▶ _Required work_
Copy out the entries below word for word, omitting the pictures.
-- start Entries supplied --
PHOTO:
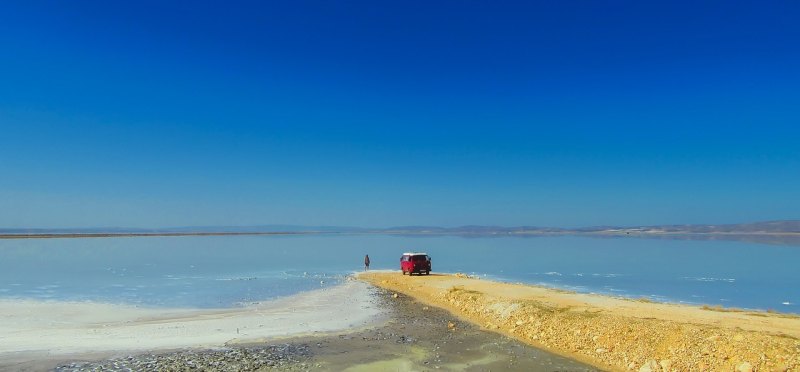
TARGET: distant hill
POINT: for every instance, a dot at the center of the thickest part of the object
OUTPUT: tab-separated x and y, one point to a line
783	228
-- end Entries supplied --
▶ _Solution for this problem_
PHOTO:
TARGET: distant hill
POINT: for every instance, a dot at the center of the thickest part of the object
OUTPUT: tab-separated x and y, one point to a line
783	228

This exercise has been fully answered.